Every line below must be given again exactly.

___ Source data

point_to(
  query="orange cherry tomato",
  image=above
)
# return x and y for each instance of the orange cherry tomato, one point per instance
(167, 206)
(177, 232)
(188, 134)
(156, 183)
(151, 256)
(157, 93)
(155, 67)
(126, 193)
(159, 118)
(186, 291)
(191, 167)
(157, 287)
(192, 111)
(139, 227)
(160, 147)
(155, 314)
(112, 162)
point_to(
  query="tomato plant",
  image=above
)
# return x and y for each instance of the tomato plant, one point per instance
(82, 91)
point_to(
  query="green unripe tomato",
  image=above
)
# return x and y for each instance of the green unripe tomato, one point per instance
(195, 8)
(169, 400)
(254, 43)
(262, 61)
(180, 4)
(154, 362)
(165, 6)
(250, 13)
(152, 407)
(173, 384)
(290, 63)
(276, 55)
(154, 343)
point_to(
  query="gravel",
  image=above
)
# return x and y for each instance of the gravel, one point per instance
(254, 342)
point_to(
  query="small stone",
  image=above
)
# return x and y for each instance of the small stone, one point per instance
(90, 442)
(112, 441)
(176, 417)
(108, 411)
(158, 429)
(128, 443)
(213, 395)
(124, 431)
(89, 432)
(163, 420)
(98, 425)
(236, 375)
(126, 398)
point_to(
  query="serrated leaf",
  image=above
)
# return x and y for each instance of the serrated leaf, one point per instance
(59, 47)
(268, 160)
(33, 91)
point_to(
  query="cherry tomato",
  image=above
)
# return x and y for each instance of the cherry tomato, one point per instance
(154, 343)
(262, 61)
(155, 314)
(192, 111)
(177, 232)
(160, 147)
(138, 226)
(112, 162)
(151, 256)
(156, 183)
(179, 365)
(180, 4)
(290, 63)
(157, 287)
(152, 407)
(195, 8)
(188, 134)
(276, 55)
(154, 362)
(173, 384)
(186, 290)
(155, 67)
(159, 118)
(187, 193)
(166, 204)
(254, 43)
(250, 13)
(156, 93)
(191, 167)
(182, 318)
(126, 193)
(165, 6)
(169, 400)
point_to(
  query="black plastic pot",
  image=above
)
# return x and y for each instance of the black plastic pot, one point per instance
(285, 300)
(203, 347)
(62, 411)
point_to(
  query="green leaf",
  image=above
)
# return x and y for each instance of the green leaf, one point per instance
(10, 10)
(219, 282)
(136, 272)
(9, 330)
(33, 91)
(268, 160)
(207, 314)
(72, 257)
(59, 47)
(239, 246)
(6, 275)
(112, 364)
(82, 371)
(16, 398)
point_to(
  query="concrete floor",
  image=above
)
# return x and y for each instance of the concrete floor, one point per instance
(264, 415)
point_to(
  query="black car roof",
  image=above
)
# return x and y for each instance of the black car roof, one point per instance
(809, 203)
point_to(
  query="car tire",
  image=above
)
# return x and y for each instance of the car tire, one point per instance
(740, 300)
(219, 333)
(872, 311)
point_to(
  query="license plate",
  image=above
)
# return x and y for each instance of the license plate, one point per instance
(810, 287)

______

**The answer:**
point_to(
  query="orange cherry tomato",
  image=above
)
# return x and y for each instance of the orange cherry tomato, one point per instance
(167, 206)
(177, 232)
(188, 134)
(156, 183)
(151, 256)
(157, 93)
(155, 67)
(126, 193)
(159, 118)
(186, 291)
(191, 167)
(157, 287)
(192, 111)
(139, 227)
(160, 147)
(155, 314)
(112, 162)
point_to(
  query="tomato plant",
  image=above
)
# return x and y for each instance of the tomato plant, one point per instance
(82, 91)
point_to(
  query="green unripe tomato",
  image=above
)
# return x and y for each instance of the green unripe tomato, one point per instance
(195, 8)
(169, 400)
(254, 43)
(262, 61)
(180, 4)
(154, 362)
(165, 6)
(250, 13)
(152, 407)
(173, 384)
(290, 63)
(276, 55)
(154, 343)
point_to(
  query="gravel",
  image=above
)
# return x and y for each instance of the gravel, one point per instance
(254, 342)
point_to(
  query="small stone",
  image=above
)
# return x and y for each instance of the small stone, one point per instance
(90, 442)
(112, 441)
(176, 417)
(108, 411)
(158, 429)
(128, 443)
(213, 395)
(124, 431)
(89, 432)
(163, 420)
(98, 425)
(236, 375)
(126, 398)
point_to(
  query="serrated leaf",
  image=above
)
# return x and y for each instance of the serrated leaf, one point per instance
(59, 47)
(268, 160)
(33, 91)
point_to(
  query="cherry tomato",
  image=above
)
# return x and y for each instance of the cherry tomato, one point per instance
(154, 343)
(262, 61)
(155, 314)
(192, 111)
(177, 232)
(160, 147)
(138, 226)
(112, 162)
(151, 256)
(156, 183)
(179, 365)
(180, 4)
(290, 63)
(157, 287)
(152, 407)
(195, 8)
(188, 134)
(276, 55)
(154, 362)
(173, 384)
(186, 290)
(155, 67)
(159, 118)
(187, 193)
(166, 204)
(254, 43)
(250, 13)
(156, 93)
(191, 167)
(182, 318)
(126, 193)
(165, 6)
(169, 400)
point_to(
  query="black plastic pot",
  image=above
)
# return x and y for each instance of the black plastic pot, one point per instance
(285, 300)
(203, 347)
(62, 411)
point_to(
  query="green leaf",
  image=above
)
# return x and y for each instance of the green leaf, one point per instance
(10, 10)
(219, 282)
(136, 272)
(9, 330)
(33, 91)
(268, 160)
(207, 314)
(72, 257)
(59, 47)
(239, 246)
(6, 275)
(112, 364)
(82, 371)
(16, 398)
point_to(
  query="concrete floor",
  image=above
)
# return x and y for each instance of the concrete floor, one point per instance
(264, 415)
point_to(
  query="black car roof",
  image=above
)
# return x and y for each instance of the black car roof, one point per instance
(809, 203)
point_to(
  query="car tire",
  image=above
)
# return x and y for each instance of the car tire, one point per instance
(740, 300)
(219, 333)
(872, 311)
point_to(
  query="license plate",
  image=above
)
# return x and y for each instance of the license plate, one point per instance
(810, 287)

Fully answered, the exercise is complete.